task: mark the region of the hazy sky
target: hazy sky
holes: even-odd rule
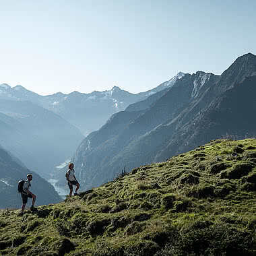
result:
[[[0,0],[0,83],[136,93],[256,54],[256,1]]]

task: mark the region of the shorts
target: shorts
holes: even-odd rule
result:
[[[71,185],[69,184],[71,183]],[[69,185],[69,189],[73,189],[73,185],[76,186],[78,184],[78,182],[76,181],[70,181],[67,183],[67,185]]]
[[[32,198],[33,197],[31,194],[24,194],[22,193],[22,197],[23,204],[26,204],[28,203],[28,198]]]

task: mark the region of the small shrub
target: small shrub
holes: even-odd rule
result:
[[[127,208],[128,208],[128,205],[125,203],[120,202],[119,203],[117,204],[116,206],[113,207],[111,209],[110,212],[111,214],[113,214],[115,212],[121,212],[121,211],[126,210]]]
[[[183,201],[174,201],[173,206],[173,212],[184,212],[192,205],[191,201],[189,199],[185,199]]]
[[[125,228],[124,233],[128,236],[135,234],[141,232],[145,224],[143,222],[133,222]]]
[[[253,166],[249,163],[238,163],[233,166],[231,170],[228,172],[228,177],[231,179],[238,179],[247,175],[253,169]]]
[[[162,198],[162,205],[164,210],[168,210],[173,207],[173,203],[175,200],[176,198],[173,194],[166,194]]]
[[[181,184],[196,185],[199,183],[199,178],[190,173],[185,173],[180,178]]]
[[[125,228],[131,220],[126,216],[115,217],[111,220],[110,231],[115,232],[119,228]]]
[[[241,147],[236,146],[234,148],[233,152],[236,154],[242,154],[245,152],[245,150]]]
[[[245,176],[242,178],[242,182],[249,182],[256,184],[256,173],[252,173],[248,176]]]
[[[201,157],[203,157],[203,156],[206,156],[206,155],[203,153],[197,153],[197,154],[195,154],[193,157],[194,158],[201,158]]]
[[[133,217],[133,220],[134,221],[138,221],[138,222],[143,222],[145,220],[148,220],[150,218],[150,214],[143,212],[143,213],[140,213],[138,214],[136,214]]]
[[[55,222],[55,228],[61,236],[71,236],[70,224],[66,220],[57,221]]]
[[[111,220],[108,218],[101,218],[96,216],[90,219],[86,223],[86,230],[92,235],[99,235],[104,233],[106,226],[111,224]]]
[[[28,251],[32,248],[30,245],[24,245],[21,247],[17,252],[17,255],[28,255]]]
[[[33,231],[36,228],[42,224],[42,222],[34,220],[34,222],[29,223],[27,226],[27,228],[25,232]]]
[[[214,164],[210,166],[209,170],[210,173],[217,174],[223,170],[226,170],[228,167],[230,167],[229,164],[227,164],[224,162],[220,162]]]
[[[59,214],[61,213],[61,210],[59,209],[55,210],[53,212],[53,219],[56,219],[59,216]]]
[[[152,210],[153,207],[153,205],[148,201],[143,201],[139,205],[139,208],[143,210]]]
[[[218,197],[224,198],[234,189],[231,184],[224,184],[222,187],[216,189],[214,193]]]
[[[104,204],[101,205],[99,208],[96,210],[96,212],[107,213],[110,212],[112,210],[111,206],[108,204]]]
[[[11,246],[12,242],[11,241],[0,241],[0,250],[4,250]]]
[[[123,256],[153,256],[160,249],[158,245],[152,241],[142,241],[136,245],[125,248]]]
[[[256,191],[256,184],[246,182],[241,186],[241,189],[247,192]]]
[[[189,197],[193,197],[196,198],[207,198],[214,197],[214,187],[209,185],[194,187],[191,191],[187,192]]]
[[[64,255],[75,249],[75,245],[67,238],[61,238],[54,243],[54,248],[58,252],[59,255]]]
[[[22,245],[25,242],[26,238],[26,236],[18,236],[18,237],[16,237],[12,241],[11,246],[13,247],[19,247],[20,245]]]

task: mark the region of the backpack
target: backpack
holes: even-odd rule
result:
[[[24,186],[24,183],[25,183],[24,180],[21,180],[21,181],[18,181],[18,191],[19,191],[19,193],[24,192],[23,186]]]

### Written instruction
Copy out all of the entries above line for line, without changing anything, but leave the picture out of your copy.

### The answer
task: mark the region of the hazy sky
target: hazy sky
holes: even-odd rule
result:
[[[0,0],[0,83],[136,93],[256,54],[256,1]]]

task: mark the region of the shorts
target: shorts
holes: even-odd rule
result:
[[[71,185],[69,184],[71,183]],[[69,185],[69,189],[73,189],[73,185],[76,186],[78,184],[78,182],[76,181],[70,181],[67,183],[67,185]]]
[[[32,198],[33,197],[31,194],[24,194],[22,193],[22,197],[23,204],[26,204],[28,203],[28,198]]]

task: mark the region of the small shrub
target: small shrub
holes: even-odd rule
result:
[[[127,208],[128,208],[128,205],[125,203],[120,202],[119,203],[117,204],[116,206],[113,207],[111,209],[110,212],[111,214],[113,214],[115,212],[121,212],[121,211],[126,210]]]
[[[183,201],[174,201],[173,206],[173,212],[184,212],[192,205],[191,201],[189,199],[185,199]]]
[[[125,228],[124,233],[128,236],[135,234],[141,232],[145,224],[143,222],[133,222]]]
[[[253,166],[249,163],[238,163],[233,166],[231,170],[228,172],[228,177],[231,179],[238,179],[247,175],[253,169]]]
[[[162,198],[162,205],[164,210],[168,210],[173,207],[173,203],[175,200],[176,198],[173,194],[166,194]]]
[[[181,184],[196,185],[199,183],[199,178],[190,173],[185,173],[180,178]]]
[[[125,228],[131,220],[126,216],[115,217],[111,220],[110,231],[115,232],[119,228]]]
[[[241,147],[236,146],[234,148],[233,152],[236,154],[242,154],[245,152],[245,150]]]
[[[245,176],[242,178],[242,182],[249,182],[256,184],[256,173],[252,173],[248,176]]]
[[[201,157],[203,157],[203,156],[206,156],[206,155],[203,153],[197,153],[197,154],[195,154],[193,157],[194,158],[201,158]]]
[[[133,217],[133,220],[134,221],[138,221],[138,222],[143,222],[145,220],[148,220],[150,218],[150,214],[143,212],[143,213],[140,213],[138,214],[136,214]]]
[[[55,222],[55,228],[61,236],[71,236],[70,224],[66,220],[57,221]]]
[[[111,220],[108,218],[101,218],[96,216],[90,219],[86,223],[86,230],[92,235],[99,235],[104,233],[106,226],[111,224]]]
[[[28,251],[32,248],[30,245],[24,245],[21,247],[17,252],[17,255],[28,255]]]
[[[33,231],[36,228],[42,224],[42,222],[34,220],[34,222],[29,223],[27,226],[27,228],[25,232]]]
[[[214,164],[210,166],[209,170],[210,173],[217,174],[223,170],[226,170],[228,167],[230,167],[229,164],[227,164],[224,162],[220,162]]]
[[[59,214],[61,213],[61,210],[59,209],[55,210],[53,212],[53,219],[56,219],[59,216]]]
[[[152,210],[153,207],[153,205],[148,201],[143,201],[139,205],[139,208],[143,210]]]
[[[218,197],[224,198],[234,189],[231,184],[224,184],[222,187],[216,189],[214,193]]]
[[[104,204],[101,205],[99,208],[96,210],[96,212],[107,213],[110,212],[112,210],[111,206],[108,204]]]
[[[11,246],[12,242],[11,241],[0,241],[0,250],[4,250]]]
[[[123,256],[153,256],[160,249],[158,245],[152,241],[142,241],[136,245],[125,248]]]
[[[256,191],[256,184],[246,182],[241,186],[241,189],[247,192]]]
[[[189,197],[193,197],[196,198],[207,198],[214,197],[214,187],[209,185],[194,187],[191,191],[187,192]]]
[[[64,255],[75,249],[75,245],[67,238],[61,238],[54,243],[54,248],[58,252],[59,255]]]
[[[22,245],[25,242],[26,238],[26,236],[18,236],[18,237],[16,237],[12,241],[11,246],[13,247],[19,247],[20,245]]]

task: mark the region of the backpack
target: backpack
holes: even-odd rule
result:
[[[24,186],[24,183],[25,183],[24,180],[21,180],[21,181],[18,181],[18,191],[19,191],[19,193],[24,192],[23,186]]]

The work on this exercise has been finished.